- _WORK TO COMPLETE_
Your task is to print every entry below exactly as given.

- _EXERCISE DATA_
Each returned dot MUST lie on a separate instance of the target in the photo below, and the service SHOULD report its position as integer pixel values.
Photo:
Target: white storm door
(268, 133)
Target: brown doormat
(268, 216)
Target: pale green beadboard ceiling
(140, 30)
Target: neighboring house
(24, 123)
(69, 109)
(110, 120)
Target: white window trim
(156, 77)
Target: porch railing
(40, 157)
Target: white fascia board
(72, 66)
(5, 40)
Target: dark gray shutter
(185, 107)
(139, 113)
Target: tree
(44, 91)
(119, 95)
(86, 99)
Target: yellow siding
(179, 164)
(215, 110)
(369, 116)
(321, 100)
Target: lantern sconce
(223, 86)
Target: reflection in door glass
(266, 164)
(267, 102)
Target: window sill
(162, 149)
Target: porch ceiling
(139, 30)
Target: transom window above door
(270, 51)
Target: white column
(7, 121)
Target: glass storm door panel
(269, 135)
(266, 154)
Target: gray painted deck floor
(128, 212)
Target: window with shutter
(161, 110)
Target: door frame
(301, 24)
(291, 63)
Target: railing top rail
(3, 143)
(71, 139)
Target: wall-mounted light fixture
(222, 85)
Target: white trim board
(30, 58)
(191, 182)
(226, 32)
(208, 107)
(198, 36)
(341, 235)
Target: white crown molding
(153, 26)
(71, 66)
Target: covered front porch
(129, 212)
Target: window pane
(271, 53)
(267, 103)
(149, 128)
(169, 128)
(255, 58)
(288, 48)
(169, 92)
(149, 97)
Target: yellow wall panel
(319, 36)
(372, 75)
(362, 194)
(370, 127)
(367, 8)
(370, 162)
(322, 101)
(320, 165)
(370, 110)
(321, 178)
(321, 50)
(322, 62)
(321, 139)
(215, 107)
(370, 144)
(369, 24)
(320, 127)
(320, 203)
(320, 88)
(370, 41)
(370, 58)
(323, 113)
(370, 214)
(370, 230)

- _WRITTEN RESPONSE_
Each returned dot MUST lie on a separate instance of the target in the photo below, and the service SHOULD report its position as integer pixel values.
Photo:
Target: white storm door
(268, 133)
Target: brown doormat
(268, 216)
Target: pale green beadboard ceiling
(140, 30)
Target: neighboring house
(24, 123)
(69, 109)
(110, 120)
Target: white window trim
(156, 77)
Target: porch railing
(40, 157)
Target: white fascia board
(72, 66)
(5, 40)
Target: dark gray shutter
(185, 107)
(139, 113)
Target: tree
(44, 91)
(119, 95)
(86, 99)
Target: yellow siding
(179, 164)
(215, 110)
(369, 116)
(321, 100)
Target: lantern sconce
(223, 86)
Target: reflection in door glass
(266, 164)
(267, 102)
Target: window sill
(162, 149)
Target: porch ceiling
(139, 30)
Target: transom window above door
(270, 51)
Target: white column
(7, 121)
Target: glass storm door panel
(269, 135)
(266, 154)
Target: gray painted deck floor
(128, 212)
Target: window with shutter
(161, 110)
Target: door frame
(301, 24)
(291, 63)
Target: railing top rail
(3, 143)
(71, 139)
Target: wall-mounted light fixture
(222, 85)
Target: white trim board
(30, 58)
(191, 182)
(226, 32)
(208, 107)
(198, 36)
(341, 235)
Target: white crown molding
(153, 26)
(71, 66)
Target: covered front porch
(129, 212)
Target: window pane
(271, 53)
(267, 103)
(149, 128)
(169, 128)
(255, 58)
(288, 48)
(169, 92)
(149, 97)
Target: yellow wall panel
(319, 36)
(372, 75)
(362, 194)
(370, 127)
(367, 8)
(370, 162)
(322, 101)
(320, 165)
(370, 110)
(321, 178)
(321, 50)
(322, 62)
(321, 139)
(215, 107)
(370, 144)
(369, 24)
(320, 127)
(320, 203)
(320, 88)
(370, 41)
(370, 58)
(323, 113)
(370, 214)
(370, 230)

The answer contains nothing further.